PASSAGE:
________________________________________

Single by Ellie Goulding and Juice Wrld
- Released: 26 June 2019
- Recorded: 2019
- Length: 3:06
- Label: Polydor
- Songwriters: Elena Goulding; Jarad Higgins; Jason Evigan; Jordan Johnson; Marcus Lomax; Stefan Johnson; Andrew Wotman; Brittany Hazzard;
- Producers: Jason Evigan; The Monsters and the Strangerz;

Ellie Goulding singles chronology
| "Sixteen" (2019) | "Hate Me" (2019) | "Return to Love" (2019) |

Juice Wrld singles chronology
| "All Night" (2019) | "Hate Me" (2019) | "Run" (2019) |

Music videos
- "Hate Me" on YouTube; "Hate Me" (Vertical version) on YouTube;

= Hate Me (Ellie Goulding and Juice Wrld song) =

2019 Single by Ellie Goulding and Juice Wrld

"Hate Me" is a song by the English singer Ellie Goulding and American rapper Juice Wrld, released as a single on 26 June 2019 through Polydor Records. It was premiered by Zane Lowe as his Beats 1's "World Record" on Beats 1 on 26 June. It was included on Goulding's fourth studio album, Brightest Blue (2020).

________________________________________

PROVIDED INFORMATION:

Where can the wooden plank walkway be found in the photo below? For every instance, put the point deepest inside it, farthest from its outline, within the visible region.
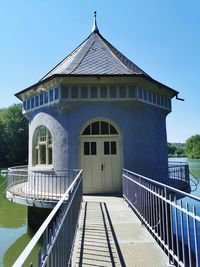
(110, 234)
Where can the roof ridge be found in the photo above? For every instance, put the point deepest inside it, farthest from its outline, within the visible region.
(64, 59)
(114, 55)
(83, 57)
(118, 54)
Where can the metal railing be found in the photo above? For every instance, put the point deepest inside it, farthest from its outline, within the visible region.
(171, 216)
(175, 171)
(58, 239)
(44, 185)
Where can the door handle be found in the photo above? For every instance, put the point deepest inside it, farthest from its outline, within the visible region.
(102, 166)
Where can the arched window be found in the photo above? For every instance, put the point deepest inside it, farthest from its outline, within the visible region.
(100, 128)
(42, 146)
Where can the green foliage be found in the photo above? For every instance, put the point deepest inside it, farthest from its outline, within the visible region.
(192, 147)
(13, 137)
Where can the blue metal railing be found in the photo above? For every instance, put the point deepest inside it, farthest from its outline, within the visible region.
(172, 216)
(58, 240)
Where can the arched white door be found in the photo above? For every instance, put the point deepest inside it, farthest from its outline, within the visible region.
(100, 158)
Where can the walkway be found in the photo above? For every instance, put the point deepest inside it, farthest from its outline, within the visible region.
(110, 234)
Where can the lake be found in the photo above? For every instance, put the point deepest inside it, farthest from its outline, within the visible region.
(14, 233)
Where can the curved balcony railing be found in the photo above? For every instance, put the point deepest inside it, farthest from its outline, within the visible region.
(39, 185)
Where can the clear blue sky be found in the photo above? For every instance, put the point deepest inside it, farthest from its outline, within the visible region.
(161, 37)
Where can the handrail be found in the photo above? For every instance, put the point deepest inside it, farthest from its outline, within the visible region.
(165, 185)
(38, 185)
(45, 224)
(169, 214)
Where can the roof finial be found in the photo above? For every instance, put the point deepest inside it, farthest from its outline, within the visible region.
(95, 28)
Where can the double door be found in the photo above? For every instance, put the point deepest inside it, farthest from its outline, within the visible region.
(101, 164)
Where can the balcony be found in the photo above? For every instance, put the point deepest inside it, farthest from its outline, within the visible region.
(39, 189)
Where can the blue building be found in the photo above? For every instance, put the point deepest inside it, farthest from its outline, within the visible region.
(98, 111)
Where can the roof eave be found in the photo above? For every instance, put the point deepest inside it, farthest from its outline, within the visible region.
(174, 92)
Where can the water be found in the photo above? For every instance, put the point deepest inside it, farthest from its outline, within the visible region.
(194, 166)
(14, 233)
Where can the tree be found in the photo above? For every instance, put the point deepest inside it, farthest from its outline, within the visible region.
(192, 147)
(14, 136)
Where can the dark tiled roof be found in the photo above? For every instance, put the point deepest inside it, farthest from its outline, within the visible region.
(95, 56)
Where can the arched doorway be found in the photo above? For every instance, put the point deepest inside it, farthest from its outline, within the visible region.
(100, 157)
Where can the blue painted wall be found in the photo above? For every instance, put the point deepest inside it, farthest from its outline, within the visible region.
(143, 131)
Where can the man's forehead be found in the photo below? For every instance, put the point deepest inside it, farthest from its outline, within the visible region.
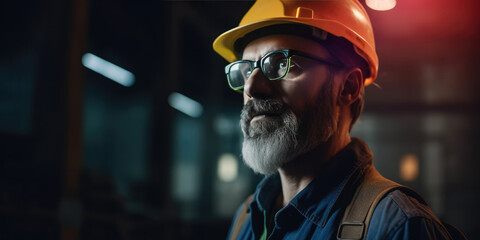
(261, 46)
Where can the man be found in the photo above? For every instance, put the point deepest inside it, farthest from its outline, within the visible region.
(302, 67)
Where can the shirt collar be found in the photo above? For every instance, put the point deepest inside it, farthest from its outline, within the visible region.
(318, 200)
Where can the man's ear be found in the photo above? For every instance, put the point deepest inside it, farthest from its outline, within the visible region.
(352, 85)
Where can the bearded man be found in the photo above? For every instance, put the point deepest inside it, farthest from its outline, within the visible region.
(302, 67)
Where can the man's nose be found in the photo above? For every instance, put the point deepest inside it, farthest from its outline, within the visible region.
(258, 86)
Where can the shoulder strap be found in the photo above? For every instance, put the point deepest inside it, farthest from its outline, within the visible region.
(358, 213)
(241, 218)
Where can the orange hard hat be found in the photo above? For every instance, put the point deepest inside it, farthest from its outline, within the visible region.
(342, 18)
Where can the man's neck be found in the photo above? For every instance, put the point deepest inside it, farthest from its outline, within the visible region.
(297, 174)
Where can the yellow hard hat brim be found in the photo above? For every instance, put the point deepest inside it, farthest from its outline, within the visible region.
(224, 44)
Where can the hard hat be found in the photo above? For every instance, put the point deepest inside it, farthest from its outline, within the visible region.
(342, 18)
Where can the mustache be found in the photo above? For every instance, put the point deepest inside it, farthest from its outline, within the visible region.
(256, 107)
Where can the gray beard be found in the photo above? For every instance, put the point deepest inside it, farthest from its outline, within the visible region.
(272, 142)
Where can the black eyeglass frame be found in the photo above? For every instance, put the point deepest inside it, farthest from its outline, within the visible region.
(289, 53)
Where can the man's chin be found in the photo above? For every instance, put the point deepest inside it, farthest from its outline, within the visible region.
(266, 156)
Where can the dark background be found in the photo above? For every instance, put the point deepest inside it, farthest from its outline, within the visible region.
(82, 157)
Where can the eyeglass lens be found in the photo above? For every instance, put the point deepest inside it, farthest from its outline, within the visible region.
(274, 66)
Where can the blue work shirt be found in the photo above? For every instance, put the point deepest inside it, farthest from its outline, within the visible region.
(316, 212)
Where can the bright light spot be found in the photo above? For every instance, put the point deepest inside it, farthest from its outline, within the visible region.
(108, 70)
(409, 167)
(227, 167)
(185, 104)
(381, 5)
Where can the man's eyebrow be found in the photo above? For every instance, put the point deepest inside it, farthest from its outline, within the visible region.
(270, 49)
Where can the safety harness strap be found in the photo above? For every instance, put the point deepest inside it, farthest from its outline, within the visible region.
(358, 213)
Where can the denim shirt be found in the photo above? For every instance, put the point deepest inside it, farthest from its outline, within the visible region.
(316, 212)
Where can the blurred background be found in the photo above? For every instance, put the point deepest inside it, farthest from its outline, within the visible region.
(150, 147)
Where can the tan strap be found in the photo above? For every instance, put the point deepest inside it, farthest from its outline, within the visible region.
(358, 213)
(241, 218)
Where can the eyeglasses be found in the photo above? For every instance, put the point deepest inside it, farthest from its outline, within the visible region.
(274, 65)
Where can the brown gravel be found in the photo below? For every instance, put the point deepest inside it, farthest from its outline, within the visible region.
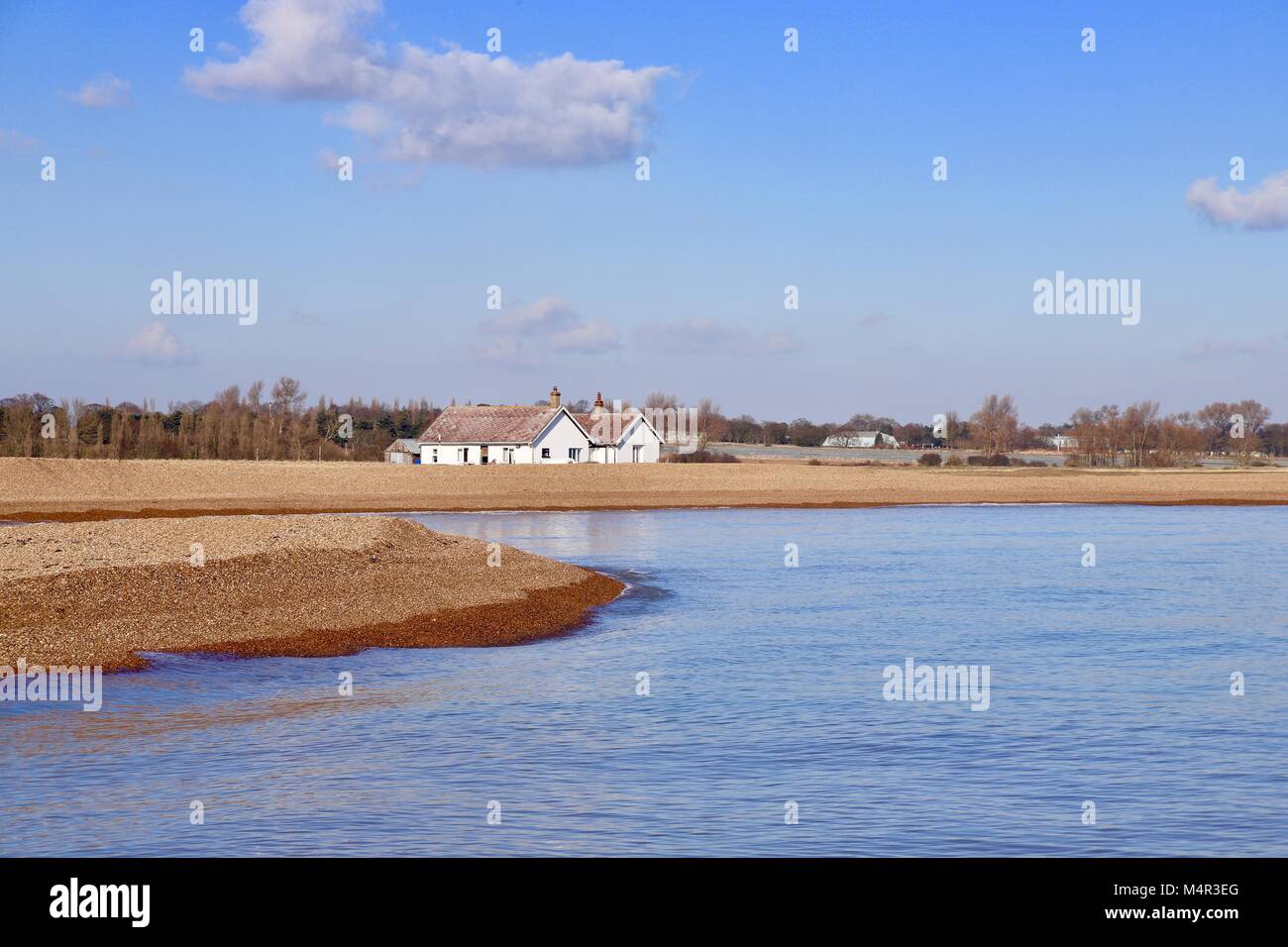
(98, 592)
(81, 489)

________________________________________

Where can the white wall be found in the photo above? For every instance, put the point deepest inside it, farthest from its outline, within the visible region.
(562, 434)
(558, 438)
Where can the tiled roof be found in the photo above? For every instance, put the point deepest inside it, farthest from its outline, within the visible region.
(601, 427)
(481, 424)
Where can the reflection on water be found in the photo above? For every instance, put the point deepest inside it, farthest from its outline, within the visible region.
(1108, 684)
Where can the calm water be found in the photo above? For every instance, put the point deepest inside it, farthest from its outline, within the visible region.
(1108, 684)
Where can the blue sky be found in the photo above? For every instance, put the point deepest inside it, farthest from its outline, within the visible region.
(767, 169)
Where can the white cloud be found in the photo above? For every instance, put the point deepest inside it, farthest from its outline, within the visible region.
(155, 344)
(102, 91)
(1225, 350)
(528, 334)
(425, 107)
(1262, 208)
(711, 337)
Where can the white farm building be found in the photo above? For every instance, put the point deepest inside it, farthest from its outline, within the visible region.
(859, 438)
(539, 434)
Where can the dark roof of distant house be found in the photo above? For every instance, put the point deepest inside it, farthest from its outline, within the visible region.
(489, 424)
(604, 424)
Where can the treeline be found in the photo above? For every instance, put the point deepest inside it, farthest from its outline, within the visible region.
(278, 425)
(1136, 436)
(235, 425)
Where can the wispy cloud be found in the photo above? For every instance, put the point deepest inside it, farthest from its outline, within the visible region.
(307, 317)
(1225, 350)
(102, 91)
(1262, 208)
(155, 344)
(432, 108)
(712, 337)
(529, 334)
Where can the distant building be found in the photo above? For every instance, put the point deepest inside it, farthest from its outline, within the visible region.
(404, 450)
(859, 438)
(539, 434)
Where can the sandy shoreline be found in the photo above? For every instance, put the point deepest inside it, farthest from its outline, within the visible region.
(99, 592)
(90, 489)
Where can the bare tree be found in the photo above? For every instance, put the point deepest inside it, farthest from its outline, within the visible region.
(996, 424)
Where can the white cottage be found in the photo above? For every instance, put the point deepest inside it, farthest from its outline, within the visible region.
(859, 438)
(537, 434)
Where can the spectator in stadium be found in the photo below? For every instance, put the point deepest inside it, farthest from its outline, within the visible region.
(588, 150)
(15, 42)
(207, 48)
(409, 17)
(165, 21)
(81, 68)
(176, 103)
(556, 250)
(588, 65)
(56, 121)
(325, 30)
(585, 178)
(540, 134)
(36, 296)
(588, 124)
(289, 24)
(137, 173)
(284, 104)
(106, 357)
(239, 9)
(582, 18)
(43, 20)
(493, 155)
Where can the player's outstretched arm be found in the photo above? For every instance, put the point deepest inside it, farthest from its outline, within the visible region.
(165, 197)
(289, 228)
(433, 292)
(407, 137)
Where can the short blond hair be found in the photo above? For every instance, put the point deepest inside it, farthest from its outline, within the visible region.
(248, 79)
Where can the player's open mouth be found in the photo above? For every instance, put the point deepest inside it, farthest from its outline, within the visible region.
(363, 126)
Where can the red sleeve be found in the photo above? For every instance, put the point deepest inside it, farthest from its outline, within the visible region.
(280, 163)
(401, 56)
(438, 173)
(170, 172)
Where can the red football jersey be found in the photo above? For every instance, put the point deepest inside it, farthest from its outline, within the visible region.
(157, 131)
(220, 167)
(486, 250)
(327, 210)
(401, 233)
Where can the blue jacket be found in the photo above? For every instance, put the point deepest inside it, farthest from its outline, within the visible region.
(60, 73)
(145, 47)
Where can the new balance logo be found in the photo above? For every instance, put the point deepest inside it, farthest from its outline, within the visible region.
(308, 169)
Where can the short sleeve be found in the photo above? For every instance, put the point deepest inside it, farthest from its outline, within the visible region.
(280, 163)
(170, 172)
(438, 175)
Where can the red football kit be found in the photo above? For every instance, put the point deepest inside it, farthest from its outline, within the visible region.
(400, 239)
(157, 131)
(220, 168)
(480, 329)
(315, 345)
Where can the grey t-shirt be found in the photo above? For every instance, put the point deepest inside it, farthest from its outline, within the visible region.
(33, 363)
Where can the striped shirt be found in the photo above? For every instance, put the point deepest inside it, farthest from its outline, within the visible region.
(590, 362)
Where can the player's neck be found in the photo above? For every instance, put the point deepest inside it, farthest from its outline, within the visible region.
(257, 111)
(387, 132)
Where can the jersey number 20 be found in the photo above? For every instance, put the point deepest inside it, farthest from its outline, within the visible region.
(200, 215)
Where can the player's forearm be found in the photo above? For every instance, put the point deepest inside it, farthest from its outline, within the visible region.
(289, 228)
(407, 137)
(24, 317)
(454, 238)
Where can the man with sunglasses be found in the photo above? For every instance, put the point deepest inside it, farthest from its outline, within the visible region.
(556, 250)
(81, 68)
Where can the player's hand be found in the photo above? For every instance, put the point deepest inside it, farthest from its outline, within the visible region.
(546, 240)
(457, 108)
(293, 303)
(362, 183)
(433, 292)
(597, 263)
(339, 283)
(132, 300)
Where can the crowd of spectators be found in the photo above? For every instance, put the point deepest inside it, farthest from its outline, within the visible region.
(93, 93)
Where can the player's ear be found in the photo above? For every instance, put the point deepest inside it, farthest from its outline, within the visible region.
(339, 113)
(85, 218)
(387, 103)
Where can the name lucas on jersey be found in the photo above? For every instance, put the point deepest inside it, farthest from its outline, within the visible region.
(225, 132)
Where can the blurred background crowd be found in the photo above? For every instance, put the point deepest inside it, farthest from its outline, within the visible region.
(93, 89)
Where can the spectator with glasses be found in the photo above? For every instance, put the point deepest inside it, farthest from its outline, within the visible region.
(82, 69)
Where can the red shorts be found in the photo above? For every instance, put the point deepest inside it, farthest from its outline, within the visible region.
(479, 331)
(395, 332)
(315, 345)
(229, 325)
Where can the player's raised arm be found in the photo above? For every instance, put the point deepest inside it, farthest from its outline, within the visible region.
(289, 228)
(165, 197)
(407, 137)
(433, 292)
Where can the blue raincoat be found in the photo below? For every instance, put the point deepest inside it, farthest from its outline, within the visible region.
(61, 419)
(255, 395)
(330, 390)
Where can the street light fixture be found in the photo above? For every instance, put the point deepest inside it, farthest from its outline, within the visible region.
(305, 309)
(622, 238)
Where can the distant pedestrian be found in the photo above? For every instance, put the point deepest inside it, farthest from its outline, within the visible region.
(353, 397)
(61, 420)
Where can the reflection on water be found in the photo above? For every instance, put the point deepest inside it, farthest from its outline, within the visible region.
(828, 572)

________________________________________

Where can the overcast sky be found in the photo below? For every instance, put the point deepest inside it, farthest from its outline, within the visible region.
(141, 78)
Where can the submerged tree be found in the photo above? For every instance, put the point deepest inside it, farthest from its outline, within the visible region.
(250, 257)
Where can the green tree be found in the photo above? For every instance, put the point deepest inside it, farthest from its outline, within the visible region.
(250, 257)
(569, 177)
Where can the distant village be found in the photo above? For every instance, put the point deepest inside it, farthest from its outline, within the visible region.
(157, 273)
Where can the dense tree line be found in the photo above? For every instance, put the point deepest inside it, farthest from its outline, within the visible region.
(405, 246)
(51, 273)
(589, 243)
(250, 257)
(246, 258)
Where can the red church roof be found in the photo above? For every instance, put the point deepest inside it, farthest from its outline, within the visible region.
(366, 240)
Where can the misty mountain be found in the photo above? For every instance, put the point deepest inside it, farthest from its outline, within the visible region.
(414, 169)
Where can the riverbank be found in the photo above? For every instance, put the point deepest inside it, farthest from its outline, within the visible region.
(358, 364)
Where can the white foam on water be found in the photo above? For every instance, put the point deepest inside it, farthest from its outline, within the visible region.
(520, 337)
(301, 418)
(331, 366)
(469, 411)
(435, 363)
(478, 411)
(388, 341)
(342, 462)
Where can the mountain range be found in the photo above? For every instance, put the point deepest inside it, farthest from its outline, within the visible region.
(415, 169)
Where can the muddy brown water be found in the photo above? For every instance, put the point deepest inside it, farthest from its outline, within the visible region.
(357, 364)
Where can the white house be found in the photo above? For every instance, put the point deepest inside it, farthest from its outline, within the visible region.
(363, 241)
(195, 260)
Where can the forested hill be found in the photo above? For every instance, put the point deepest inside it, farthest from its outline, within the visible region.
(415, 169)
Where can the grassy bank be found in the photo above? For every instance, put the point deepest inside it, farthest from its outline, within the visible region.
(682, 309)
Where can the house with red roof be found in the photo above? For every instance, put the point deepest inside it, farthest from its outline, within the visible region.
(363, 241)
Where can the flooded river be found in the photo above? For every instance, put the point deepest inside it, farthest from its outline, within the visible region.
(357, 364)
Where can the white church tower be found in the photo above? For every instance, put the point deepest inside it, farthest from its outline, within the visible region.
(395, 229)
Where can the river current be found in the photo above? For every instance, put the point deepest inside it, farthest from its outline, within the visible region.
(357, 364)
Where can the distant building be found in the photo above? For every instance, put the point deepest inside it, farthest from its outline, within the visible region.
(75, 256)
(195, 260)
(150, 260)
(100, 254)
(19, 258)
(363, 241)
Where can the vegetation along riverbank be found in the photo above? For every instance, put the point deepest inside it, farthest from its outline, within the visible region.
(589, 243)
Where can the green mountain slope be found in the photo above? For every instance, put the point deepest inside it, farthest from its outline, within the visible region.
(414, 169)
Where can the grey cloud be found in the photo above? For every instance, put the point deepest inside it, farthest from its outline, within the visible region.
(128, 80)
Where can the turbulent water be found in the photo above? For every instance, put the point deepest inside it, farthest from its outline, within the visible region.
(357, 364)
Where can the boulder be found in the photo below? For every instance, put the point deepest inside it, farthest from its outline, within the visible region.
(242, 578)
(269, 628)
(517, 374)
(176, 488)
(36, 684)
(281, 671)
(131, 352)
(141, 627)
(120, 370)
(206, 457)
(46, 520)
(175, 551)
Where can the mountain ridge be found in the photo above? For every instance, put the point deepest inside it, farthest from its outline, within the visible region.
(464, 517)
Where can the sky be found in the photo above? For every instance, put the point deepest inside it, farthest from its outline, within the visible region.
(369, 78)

________________________________________

EXERCISES:
(1) Decide whether each statement agrees with the "Hate Me" passage, answering yes or no and quoting the words that settle it: (a) The single came out through Polydor Records. (b) The song appears on Goulding's third studio album. (c) Juice Wrld is described as an English rapper.
(2) Please carry on the passage about the song "Hate Me," picking up after its last sentence.
The listing has nothing to do with the passage about the song "Hate Me."

RESULTS:
(1)
(a) Yes: "released as a single on 26 June 2019 through Polydor Records"
(b) No: "It was included on Goulding's fourth studio album, Brightest Blue (2020)."
(c) No: "American rapper Juice Wrld"

(2)
==Promotion==
On 23 June, Goulding posted a short clip on Instagram with audio of herself harmonising set to video of a chain featuring the initials "EG" and "JW", and announced the release date. Around the same time, the pre-order link for "Hate Me" became active. Goulding officially announced the title and collaboration with Juice Wrld on 24 June.

==Critical reception==
Carl Lamarre of Billboard called the track an "anti-love anthem" that "finds Goulding taking a darker approach, after watching her relationship spiral". Mike Wass of Idolator felt the song is a "hip-hop-flavored banger". Jael Goldfine from Paper wrote that the song is a "moody, masochistic, tongue-in-cheek new collaboration" as Goulding "dares an ex to say all the mean, ugly things broken-hearted people say to each other".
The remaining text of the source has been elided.